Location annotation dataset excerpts
** start **

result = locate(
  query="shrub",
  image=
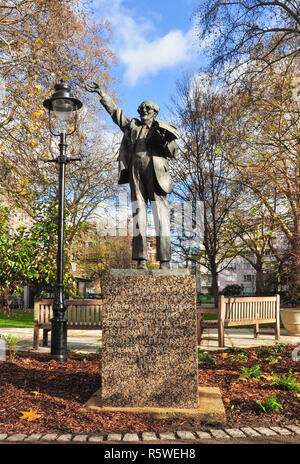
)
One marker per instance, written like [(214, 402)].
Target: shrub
[(231, 290), (270, 404), (205, 358), (286, 382), (250, 372)]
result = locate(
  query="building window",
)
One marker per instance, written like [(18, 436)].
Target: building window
[(247, 266), (231, 278)]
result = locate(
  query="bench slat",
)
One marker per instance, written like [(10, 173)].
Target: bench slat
[(242, 311)]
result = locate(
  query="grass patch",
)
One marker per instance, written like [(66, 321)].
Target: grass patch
[(17, 318)]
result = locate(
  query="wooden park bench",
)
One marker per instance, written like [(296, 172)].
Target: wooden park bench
[(240, 312), (81, 314)]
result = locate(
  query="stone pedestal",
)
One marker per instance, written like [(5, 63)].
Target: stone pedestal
[(149, 351)]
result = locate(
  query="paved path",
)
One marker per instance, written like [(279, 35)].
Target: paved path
[(243, 435), (88, 341)]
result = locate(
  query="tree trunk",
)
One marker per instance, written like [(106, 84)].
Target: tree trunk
[(294, 275), (214, 286), (259, 279)]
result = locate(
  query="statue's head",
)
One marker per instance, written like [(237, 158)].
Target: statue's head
[(148, 110)]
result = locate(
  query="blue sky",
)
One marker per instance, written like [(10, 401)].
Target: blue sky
[(155, 43)]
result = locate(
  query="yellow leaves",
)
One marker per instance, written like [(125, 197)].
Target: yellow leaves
[(30, 415)]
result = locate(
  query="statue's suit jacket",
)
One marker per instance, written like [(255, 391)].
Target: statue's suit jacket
[(131, 129)]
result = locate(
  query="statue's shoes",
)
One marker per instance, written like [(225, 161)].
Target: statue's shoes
[(164, 265), (142, 264)]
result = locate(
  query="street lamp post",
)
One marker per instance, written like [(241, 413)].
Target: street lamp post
[(62, 104)]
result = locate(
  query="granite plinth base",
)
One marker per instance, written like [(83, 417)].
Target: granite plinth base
[(209, 411), (149, 340)]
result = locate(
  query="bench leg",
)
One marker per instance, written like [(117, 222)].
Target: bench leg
[(221, 334), (277, 329), (36, 338), (199, 329), (45, 337)]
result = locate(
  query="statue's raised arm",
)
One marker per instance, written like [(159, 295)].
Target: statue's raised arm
[(115, 112)]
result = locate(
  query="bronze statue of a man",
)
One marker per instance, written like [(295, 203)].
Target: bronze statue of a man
[(145, 147)]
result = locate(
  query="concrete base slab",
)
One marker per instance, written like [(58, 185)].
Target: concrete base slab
[(210, 411)]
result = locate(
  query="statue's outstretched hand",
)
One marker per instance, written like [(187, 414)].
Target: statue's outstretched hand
[(95, 87)]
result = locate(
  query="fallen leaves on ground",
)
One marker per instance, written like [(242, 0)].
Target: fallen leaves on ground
[(30, 415), (57, 392)]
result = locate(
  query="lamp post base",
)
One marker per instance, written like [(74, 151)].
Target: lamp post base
[(59, 339)]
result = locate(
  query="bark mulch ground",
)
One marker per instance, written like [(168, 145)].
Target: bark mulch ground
[(56, 392)]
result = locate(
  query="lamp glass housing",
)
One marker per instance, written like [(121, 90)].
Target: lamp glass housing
[(63, 109)]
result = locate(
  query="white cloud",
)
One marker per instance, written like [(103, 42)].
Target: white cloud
[(156, 55), (138, 49)]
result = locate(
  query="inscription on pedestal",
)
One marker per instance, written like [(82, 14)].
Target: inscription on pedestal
[(149, 341)]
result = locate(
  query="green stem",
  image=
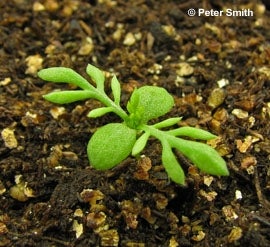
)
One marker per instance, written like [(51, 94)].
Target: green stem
[(103, 98)]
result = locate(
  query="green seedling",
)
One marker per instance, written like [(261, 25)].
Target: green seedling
[(114, 142)]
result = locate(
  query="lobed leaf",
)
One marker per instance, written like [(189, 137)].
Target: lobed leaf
[(96, 75), (65, 97), (171, 165), (203, 156), (64, 75), (193, 133), (150, 102), (110, 145)]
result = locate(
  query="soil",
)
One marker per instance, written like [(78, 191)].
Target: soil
[(216, 68)]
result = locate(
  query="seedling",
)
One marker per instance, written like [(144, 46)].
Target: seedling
[(114, 142)]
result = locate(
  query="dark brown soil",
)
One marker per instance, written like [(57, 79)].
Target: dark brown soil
[(217, 69)]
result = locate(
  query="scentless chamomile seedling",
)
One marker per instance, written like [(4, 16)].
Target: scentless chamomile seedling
[(114, 142)]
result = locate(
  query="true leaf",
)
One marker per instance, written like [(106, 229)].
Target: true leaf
[(151, 102), (116, 89), (64, 97), (171, 165), (96, 75), (110, 145), (203, 156), (64, 75)]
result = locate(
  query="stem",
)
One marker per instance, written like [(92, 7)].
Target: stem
[(103, 98)]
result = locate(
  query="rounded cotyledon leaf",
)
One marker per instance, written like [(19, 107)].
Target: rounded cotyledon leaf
[(150, 102), (110, 145)]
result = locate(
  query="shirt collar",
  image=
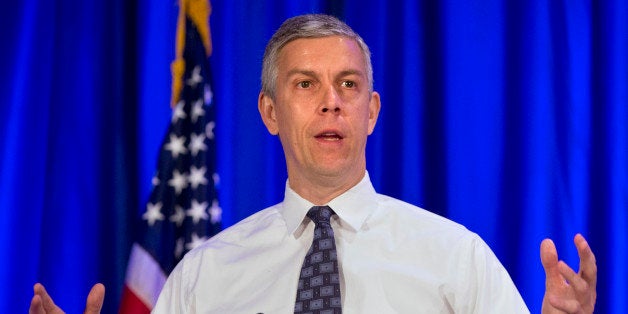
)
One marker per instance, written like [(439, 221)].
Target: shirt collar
[(353, 206)]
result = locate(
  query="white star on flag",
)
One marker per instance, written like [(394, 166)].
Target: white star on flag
[(197, 211), (179, 113), (178, 181), (196, 77), (197, 176), (176, 145), (178, 216), (197, 143), (153, 213), (197, 110)]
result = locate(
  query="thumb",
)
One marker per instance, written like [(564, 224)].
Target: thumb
[(95, 299)]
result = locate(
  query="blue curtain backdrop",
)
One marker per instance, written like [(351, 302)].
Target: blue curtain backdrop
[(509, 117)]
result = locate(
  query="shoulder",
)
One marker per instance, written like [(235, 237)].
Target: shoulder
[(405, 215)]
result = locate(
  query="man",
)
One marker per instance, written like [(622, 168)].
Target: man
[(385, 256)]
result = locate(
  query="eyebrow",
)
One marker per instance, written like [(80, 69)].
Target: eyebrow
[(313, 73)]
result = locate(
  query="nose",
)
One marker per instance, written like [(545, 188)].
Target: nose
[(331, 101)]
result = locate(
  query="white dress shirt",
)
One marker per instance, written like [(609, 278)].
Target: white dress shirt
[(394, 258)]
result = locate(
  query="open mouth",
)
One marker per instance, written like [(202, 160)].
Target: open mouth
[(329, 136)]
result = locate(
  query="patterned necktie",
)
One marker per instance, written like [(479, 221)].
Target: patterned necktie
[(319, 283)]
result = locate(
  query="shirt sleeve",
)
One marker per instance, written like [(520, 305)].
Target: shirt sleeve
[(172, 297)]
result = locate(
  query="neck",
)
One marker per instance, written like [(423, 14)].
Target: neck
[(321, 189)]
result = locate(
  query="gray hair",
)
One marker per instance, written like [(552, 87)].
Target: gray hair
[(307, 26)]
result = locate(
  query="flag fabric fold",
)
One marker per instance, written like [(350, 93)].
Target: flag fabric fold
[(183, 209)]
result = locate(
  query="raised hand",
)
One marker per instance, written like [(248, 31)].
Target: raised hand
[(565, 290), (42, 303)]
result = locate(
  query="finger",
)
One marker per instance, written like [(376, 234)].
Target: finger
[(565, 305), (549, 259), (36, 305), (574, 280), (95, 299), (588, 265), (549, 256), (47, 303)]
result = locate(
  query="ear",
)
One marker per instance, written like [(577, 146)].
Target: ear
[(266, 107), (374, 106)]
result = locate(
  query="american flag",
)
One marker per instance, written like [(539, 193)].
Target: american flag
[(183, 210)]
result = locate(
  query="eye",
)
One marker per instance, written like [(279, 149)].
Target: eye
[(348, 84)]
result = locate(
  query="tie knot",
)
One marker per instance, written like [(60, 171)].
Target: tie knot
[(320, 214)]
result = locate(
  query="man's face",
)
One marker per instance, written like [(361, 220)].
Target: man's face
[(323, 110)]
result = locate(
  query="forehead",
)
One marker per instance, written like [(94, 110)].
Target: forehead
[(324, 53)]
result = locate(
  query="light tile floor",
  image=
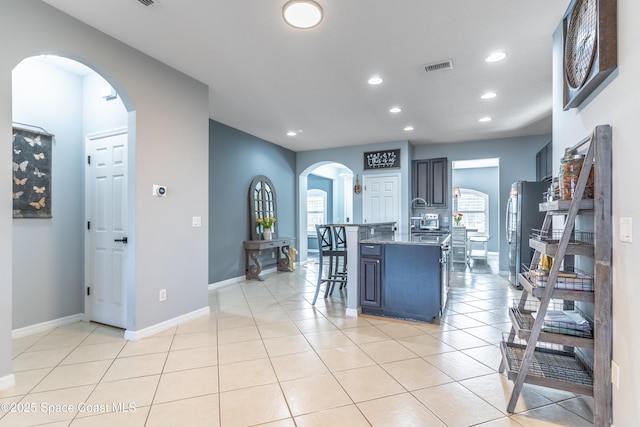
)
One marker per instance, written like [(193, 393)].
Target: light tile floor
[(265, 356)]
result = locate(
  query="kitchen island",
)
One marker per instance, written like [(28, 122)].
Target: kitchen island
[(405, 277)]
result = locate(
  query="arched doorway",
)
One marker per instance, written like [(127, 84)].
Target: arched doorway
[(326, 196), (69, 101)]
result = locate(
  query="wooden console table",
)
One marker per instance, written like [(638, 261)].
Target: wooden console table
[(253, 249)]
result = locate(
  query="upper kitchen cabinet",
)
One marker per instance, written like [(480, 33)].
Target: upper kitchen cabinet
[(430, 177), (544, 163)]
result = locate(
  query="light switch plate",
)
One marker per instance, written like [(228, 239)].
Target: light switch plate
[(626, 229)]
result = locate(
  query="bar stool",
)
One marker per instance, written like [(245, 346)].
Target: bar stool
[(327, 249), (340, 244)]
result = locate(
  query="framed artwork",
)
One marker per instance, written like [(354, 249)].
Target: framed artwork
[(31, 174), (387, 159)]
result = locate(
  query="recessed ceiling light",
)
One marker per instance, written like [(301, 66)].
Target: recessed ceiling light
[(302, 14), (496, 56)]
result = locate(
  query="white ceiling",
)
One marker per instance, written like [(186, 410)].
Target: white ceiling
[(266, 78)]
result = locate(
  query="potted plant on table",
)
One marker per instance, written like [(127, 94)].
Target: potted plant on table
[(267, 224)]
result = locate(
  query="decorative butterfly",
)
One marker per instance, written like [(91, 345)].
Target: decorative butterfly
[(39, 204), (22, 166), (33, 141)]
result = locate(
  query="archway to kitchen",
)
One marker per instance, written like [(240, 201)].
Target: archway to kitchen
[(476, 194), (61, 97), (328, 199)]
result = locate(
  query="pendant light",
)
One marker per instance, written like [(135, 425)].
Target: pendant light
[(302, 14)]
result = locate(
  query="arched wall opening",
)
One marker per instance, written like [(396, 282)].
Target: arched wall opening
[(333, 179), (69, 100)]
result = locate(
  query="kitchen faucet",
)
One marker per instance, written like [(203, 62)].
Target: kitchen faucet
[(415, 199)]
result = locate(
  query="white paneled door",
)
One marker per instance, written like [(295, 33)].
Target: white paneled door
[(381, 198), (107, 228)]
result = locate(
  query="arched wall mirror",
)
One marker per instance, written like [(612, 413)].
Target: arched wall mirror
[(262, 204)]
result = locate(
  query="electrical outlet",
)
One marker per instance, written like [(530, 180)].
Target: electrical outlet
[(615, 374), (626, 229)]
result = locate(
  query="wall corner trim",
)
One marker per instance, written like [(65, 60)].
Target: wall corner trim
[(159, 327), (7, 382)]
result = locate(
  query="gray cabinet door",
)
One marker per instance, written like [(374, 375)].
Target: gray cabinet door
[(430, 182), (370, 282), (438, 183)]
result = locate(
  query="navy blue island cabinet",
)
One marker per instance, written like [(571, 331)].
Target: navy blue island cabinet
[(403, 281)]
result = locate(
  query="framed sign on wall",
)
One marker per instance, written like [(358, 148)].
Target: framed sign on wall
[(31, 174), (383, 159)]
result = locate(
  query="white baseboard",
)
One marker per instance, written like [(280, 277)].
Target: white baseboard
[(159, 327), (354, 312), (7, 382), (227, 282), (45, 326)]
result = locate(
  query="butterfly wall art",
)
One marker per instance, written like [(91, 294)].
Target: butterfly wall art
[(31, 174)]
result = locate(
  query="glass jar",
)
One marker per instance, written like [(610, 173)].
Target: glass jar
[(570, 168)]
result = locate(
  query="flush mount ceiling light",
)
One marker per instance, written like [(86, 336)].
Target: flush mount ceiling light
[(302, 14), (496, 56)]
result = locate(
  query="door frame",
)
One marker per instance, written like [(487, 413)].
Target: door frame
[(398, 175), (87, 210)]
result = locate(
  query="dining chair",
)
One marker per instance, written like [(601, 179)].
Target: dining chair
[(328, 251), (477, 239)]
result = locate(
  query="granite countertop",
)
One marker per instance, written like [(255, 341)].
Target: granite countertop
[(411, 239)]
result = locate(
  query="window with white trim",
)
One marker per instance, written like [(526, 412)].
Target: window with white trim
[(316, 210), (474, 207)]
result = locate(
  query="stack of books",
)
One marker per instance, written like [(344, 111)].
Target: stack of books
[(566, 280), (568, 322)]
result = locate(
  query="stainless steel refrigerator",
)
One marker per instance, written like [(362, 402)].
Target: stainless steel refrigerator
[(522, 215)]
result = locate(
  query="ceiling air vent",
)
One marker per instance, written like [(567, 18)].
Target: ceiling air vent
[(441, 65)]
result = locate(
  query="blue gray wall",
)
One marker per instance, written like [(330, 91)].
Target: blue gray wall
[(517, 162), (484, 180), (235, 158)]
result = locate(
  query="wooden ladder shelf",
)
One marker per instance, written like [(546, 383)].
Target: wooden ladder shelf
[(534, 352)]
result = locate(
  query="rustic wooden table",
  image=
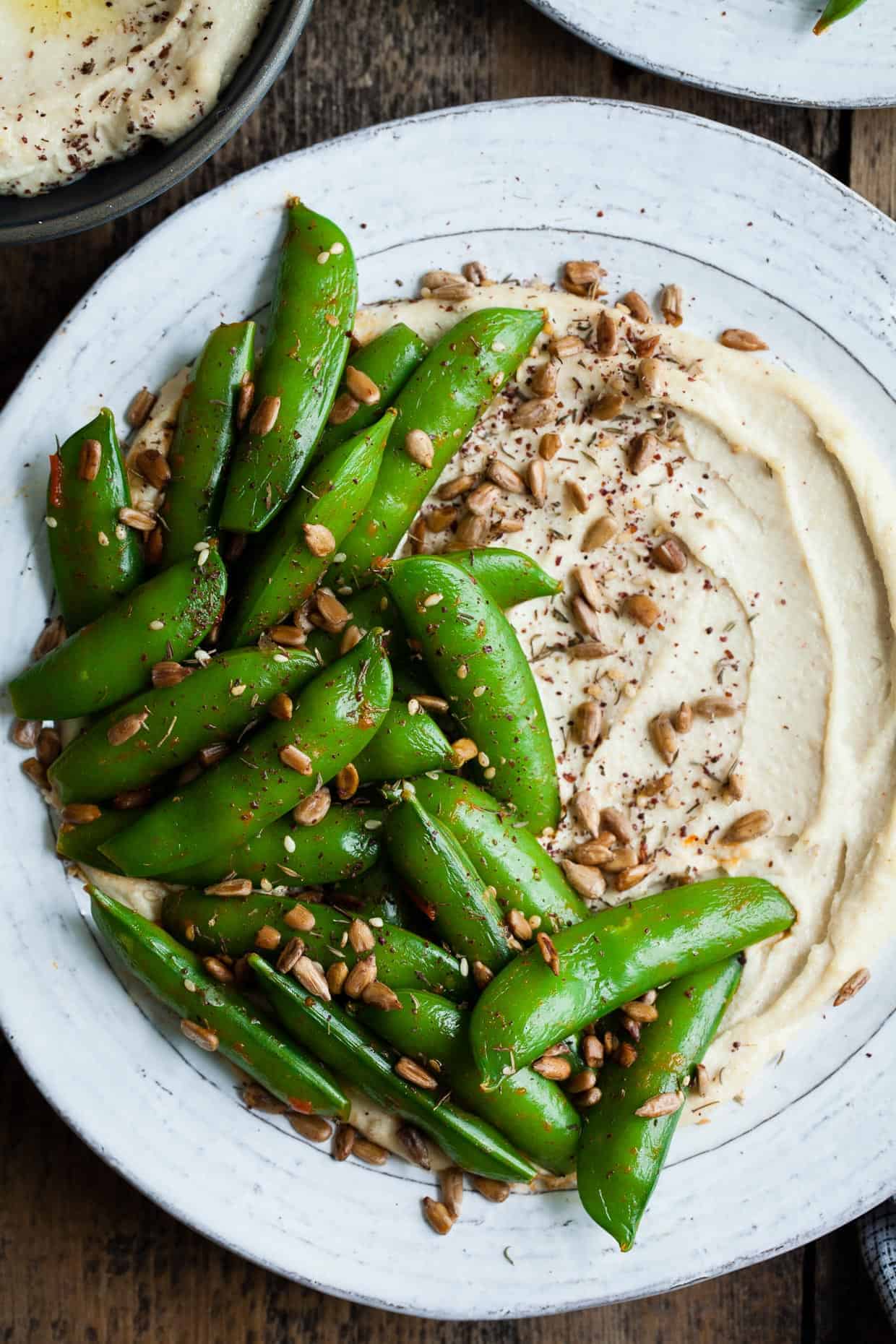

** end **

EXERCISE DESCRIPTION
Reproduce the records from their start through the line containing "[(62, 104)]", requests included, and add 14 to every coordinate in the answers while leaving the sample markers in the requests unchanged. Leave the pictures out.

FINAL RESULT
result = locate(
  query="shrub",
  image=
)
One marker per instance, written like [(214, 402)].
Target: shrub
[(245, 304), (284, 418), (219, 372), (300, 396), (264, 386)]
result = locate(
  query="building window",
)
One marker per instance, written like [(18, 436)].
Target: building window
[(261, 280), (245, 292)]
result = locate(
  query="bench slat",
)
One marker per instance, written like [(10, 173)].
Target: bench slat
[(256, 325)]
result = locate(
  query="grass patch",
)
One marker per instance, written like [(66, 321)].
Target: grass patch
[(31, 332)]
result = locate(
  query="wooden park bench",
)
One marker per instance, written like [(296, 172)].
Target: wooden park bench
[(254, 326), (95, 328)]
result = locate(
  query="stone pedestal",
)
One marker per instance, written like [(5, 63)].
Target: stone pedestal
[(163, 365)]
result = locate(
  query="paved path",
)
One marker per instance, written like [(279, 35)].
Target: paved path
[(257, 449), (102, 355)]
result = locate(
  query="tree trunk",
)
One marker per instance, written like [(106, 84)].
Target: tree trunk
[(308, 289), (228, 300), (273, 293)]
result = locate(
  query="statue's head",
)
One marker per instance, written like [(237, 158)].
Target: statue's head
[(162, 124)]
result = locate(
  query="blue sky",
)
One marker per instance, written like [(10, 401)].
Target: blue sky
[(169, 57)]
result = locate(
  query="yellow leaves",
)
One marker per instance, written like [(125, 197)].
Target: yellow leaves
[(44, 429)]
result = locate(
  query="statue's suit jacket",
)
One marker per instance, written like [(255, 391)].
Target: statue's suit jacket
[(145, 143)]
result = locate(
  query="statue's shoes",
)
One marker per instance, written like [(225, 161)].
Target: statue's shoes
[(178, 279), (156, 278)]
result = locate(
  query="street lamp post",
)
One marker per instance, written like [(241, 413)].
Target: street lamp post
[(76, 118)]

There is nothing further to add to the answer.